## CONSIGNA 1
Imprime completo y sin ningún cambio el hilo del foro sobre el kit de conversión.

## TEXTO CITADO
★ ★ ★ ★

For what size is the conversion kit


----------



## cruisingoldies13 (Feb 17, 2010)

i think is for 24


----------



## rodzr (Jul 5, 2011)

Oh alright do u think it will fit a 26"


----------



## cruisingoldies13 (Feb 17, 2010)

only whith out fenders


----------



## sureñosbluez (Jul 6, 2007)

cuanto pues no pones precio pero que sea en pesos por que el dolar esta muy caro  que onda homie que hay de nuevo


----------



## cruisingoldies13 (Feb 17, 2010)

sureñosbluez said:


> cuanto pues no pones precio pero que sea en pesos por que el dolar esta muy caro  que onda homie que hay de nuevo


q-vo carnal ya no te hibas conectado , no pos estoy bendiendo todas las partes por 600 dolares quiero hacer otro projecto \

ahi por si sabes quien la quiere ay te doy una feria wey


----------



## rodzr (Jul 5, 2011)

cruisingoldies13 said:


> only whith out fenders


will u sell it


----------



## cruisingoldies13 (Feb 17, 2010)

orale simon for $25 what you think


----------



## rodzr (Jul 5, 2011)

cruisingoldies13 said:


> orale simon for $25 what you think


yeah will u ship it or where u located at


----------



## cruisingoldies13 (Feb 17, 2010)

★ ★ ★ ★

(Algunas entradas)
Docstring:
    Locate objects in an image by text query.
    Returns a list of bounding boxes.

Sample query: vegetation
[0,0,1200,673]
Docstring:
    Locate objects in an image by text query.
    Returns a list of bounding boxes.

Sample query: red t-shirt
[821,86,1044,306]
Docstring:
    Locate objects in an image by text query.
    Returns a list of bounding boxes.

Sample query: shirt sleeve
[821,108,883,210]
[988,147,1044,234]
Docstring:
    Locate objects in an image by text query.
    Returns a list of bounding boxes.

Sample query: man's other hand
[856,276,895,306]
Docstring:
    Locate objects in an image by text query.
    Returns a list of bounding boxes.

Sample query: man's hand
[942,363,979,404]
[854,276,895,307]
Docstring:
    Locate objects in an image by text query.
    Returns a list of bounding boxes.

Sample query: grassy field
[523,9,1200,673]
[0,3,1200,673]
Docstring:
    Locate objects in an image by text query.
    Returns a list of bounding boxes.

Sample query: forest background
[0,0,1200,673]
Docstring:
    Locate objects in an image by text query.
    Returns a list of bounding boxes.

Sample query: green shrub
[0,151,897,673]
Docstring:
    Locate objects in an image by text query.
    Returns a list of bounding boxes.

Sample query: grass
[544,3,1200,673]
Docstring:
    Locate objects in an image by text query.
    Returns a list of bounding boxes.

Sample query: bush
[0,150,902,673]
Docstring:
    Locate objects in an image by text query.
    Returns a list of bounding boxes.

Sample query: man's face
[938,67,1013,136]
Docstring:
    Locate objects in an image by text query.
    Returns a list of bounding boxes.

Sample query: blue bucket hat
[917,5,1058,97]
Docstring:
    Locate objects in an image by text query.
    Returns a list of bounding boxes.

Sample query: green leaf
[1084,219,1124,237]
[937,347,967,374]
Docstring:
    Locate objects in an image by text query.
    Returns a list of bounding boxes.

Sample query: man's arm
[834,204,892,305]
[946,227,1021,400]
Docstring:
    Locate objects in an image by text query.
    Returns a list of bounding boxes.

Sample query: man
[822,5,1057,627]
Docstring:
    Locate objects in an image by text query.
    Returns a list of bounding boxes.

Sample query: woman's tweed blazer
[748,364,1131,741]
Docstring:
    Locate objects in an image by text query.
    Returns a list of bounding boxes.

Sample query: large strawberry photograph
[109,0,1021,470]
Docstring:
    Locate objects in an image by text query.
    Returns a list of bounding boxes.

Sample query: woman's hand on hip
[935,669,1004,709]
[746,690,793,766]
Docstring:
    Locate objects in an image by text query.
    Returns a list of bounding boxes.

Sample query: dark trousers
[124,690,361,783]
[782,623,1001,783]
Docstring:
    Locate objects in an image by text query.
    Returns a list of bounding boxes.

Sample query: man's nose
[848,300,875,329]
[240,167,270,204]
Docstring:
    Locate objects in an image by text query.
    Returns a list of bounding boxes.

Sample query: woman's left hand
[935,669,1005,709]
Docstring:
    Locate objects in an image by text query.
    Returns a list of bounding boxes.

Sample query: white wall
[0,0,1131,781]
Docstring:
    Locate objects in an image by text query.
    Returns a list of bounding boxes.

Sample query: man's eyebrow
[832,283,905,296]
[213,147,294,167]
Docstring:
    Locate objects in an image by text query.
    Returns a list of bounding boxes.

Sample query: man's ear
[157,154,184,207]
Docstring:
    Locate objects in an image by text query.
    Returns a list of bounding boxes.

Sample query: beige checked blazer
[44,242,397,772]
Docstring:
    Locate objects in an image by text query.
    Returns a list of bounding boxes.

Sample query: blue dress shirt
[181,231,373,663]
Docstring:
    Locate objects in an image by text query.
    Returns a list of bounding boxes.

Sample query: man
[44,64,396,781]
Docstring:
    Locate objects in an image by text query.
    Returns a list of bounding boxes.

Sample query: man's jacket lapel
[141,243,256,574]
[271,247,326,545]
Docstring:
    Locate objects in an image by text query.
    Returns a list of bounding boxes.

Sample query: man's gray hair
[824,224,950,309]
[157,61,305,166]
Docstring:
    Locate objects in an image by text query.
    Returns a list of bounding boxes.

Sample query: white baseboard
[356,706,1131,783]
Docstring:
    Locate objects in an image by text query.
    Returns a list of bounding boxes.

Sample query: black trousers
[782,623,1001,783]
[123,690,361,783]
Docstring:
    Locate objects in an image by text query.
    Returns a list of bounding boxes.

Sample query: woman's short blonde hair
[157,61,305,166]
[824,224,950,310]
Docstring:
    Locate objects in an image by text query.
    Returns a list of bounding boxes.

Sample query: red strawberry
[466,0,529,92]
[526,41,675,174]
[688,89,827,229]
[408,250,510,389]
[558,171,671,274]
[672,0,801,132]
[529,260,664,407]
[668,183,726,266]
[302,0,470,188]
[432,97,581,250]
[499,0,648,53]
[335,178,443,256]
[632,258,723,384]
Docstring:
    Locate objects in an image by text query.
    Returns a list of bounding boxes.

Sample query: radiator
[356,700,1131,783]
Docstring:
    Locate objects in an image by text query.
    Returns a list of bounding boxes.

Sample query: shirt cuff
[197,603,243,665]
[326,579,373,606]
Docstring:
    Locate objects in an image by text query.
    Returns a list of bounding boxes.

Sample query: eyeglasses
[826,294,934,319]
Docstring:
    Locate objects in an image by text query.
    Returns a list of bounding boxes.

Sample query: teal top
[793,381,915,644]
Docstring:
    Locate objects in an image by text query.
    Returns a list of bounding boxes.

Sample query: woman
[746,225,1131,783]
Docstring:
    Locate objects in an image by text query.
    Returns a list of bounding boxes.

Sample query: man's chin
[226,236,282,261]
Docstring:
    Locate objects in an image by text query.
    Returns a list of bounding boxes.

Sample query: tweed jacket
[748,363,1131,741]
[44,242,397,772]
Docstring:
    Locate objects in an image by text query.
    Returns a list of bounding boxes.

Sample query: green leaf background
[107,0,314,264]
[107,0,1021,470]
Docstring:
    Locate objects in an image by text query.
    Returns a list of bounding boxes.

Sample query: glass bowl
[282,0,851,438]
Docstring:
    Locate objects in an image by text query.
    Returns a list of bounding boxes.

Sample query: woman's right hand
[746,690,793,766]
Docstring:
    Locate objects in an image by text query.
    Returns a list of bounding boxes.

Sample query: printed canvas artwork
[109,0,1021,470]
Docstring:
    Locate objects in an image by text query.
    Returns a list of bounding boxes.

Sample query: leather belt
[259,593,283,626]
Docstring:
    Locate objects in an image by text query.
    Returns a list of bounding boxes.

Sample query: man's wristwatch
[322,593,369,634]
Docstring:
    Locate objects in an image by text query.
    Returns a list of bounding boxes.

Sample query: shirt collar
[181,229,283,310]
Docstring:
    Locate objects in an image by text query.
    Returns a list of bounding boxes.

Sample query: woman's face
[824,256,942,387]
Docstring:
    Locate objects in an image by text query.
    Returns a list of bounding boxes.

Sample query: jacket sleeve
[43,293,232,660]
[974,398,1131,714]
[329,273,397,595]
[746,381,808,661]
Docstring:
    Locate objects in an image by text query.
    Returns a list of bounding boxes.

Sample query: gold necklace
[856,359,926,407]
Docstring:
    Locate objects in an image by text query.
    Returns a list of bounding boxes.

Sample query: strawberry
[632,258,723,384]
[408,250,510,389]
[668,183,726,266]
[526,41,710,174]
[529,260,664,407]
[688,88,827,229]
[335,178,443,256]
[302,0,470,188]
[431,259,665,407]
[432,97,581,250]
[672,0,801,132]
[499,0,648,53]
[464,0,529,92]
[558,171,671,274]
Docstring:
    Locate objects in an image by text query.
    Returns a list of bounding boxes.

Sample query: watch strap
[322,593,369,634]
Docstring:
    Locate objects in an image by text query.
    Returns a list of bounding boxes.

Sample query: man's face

★ ★ ★ ★

## CONSIGNA 2
Da como salida, sin alterar nada, todo lo que va desde el comienzo de las entradas hasta la línea que contiene "[988,147,1044,234]", ambas incluidas. No añadas ninguna otra línea.

## RESPUESTA CORRECTA 1
For what size is the conversion kit


----------



## cruisingoldies13 (Feb 17, 2010)

i think is for 24


----------



## rodzr (Jul 5, 2011)

Oh alright do u think it will fit a 26"


----------



## cruisingoldies13 (Feb 17, 2010)

only whith out fenders


----------



## sureñosbluez (Jul 6, 2007)

cuanto pues no pones precio pero que sea en pesos por que el dolar esta muy caro  que onda homie que hay de nuevo


----------



## cruisingoldies13 (Feb 17, 2010)

sureñosbluez said:


> cuanto pues no pones precio pero que sea en pesos por que el dolar esta muy caro  que onda homie que hay de nuevo


q-vo carnal ya no te hibas conectado , no pos estoy bendiendo todas las partes por 600 dolares quiero hacer otro projecto \

ahi por si sabes quien la quiere ay te doy una feria wey


----------



## rodzr (Jul 5, 2011)

cruisingoldies13 said:


> only whith out fenders


will u sell it


----------



## cruisingoldies13 (Feb 17, 2010)

orale simon for $25 what you think


----------



## rodzr (Jul 5, 2011)

cruisingoldies13 said:


> orale simon for $25 what you think


yeah will u ship it or where u located at


----------



## cruisingoldies13 (Feb 17, 2010)

## RESPUESTA CORRECTA 2
Docstring:
    Locate objects in an image by text query.
    Returns a list of bounding boxes.

Sample query: vegetation
[0,0,1200,673]
Docstring:
    Locate objects in an image by text query.
    Returns a list of bounding boxes.

Sample query: red t-shirt
[821,86,1044,306]
Docstring:
    Locate objects in an image by text query.
    Returns a list of bounding boxes.

Sample query: shirt sleeve
[821,108,883,210]
[988,147,1044,234]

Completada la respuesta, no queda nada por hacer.